__Assigned task__
The answer must be the full set of records, repeated exactly.

(Region pointing data)
--------------------------------

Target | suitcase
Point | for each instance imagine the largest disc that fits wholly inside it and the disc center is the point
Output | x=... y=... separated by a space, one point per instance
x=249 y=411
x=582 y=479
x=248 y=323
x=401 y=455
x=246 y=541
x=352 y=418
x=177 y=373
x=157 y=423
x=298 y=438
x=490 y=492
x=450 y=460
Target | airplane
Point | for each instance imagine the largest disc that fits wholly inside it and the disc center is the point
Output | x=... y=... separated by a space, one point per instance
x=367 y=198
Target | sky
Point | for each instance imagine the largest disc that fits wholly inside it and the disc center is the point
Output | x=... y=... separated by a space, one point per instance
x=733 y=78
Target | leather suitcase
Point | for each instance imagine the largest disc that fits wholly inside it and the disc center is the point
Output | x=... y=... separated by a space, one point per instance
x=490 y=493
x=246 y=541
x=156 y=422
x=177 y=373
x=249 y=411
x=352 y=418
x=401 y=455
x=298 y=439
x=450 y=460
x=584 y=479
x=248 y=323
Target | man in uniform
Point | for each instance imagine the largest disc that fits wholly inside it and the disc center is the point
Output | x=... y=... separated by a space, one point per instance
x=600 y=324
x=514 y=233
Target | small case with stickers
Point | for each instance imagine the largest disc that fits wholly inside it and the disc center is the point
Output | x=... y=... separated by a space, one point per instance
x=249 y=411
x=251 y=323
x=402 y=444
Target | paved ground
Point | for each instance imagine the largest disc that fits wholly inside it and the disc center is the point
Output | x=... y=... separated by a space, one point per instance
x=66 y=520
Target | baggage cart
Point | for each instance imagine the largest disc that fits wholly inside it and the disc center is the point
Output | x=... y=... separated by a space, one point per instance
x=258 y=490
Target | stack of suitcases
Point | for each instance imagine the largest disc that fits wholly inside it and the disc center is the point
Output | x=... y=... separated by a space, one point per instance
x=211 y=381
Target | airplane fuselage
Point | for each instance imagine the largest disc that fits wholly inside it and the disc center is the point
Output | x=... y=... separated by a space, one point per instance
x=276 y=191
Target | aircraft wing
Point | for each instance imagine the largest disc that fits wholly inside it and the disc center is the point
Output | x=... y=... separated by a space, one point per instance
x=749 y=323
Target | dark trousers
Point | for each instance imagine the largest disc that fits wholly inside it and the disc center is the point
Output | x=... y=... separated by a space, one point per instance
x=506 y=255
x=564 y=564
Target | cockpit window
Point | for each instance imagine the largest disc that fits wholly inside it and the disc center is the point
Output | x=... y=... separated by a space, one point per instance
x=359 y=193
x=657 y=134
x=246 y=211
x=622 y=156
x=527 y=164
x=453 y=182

--------------------------------

__Task response__
Target | suitcase
Point | for each instance imagine the largest disc that fits wholly inside it and the disc center is the point
Output | x=... y=... separated by a space, one point per instance
x=249 y=411
x=582 y=479
x=248 y=323
x=401 y=455
x=246 y=541
x=352 y=418
x=177 y=373
x=157 y=423
x=298 y=438
x=490 y=492
x=450 y=460
Target | airplane
Point | for each instance imagine the largest disc that fits wholly inside it and the disc center is the point
Output | x=... y=... separated by a space, one point per instance
x=367 y=198
Target | sky
Point | for each instance imagine the largest disc that fits wholly inside it and the disc center is the point
Output | x=... y=... separated by a space, one point per instance
x=733 y=78
Target | leather suitcase
Point | for each instance imagine the largest disc that fits wholly inside it and the disc center is the point
Output | x=... y=... separated by a space, one point per instance
x=490 y=493
x=246 y=541
x=156 y=422
x=177 y=373
x=249 y=411
x=352 y=418
x=401 y=455
x=298 y=439
x=450 y=460
x=584 y=479
x=248 y=323
Target | man in uniform
Point | for each instance imagine the largest disc that fits wholly inside it and the disc center is the point
Output | x=... y=... separated by a space, one point per instance
x=600 y=324
x=514 y=233
Target | small case with stickers
Point | for each instance imagine the largest disc that fits wholly inside it and the disc center is the point
Output | x=... y=... separated by a space, one point per instance
x=249 y=411
x=251 y=323
x=402 y=444
Target | paved ground
Point | for each instance imagine the largest disc that fits wholly inside it and the disc center is the point
Output | x=... y=... separated by a space, one point per instance
x=66 y=520
Target | baggage cart
Point | for each instance imagine the largest disc that fits wholly inside it and the disc center is the point
Output | x=... y=... separated by a space, one point per instance
x=258 y=490
Target | stack of suitcases
Point | for each instance imagine the largest disc that fits wholly inside it and the disc center is the point
Output | x=... y=... separated by a space, one point per instance
x=211 y=381
Target | airplane fuselage
Point | for each instance imagine the largest disc that fits wholly inside it and the disc center is the point
Output | x=... y=... separated by a space, one point per instance
x=276 y=191
Target | aircraft wing
Point | for each instance imagine the largest disc that fits wholly inside it and the disc center is the point
Output | x=... y=... separated by a space, one point per instance
x=749 y=323
Target | dark trousers
Point | for each instance imagine the largest disc that fits wholly inside it and the disc center is the point
Output | x=... y=... separated by a space, one point per instance
x=506 y=255
x=564 y=564
Target | cockpit window
Point | for each instance imagine the largest disc that fits wholly inside it and the disc center is the point
Output | x=... y=... separated by a space, one point per instance
x=359 y=193
x=657 y=134
x=246 y=211
x=622 y=156
x=527 y=164
x=453 y=182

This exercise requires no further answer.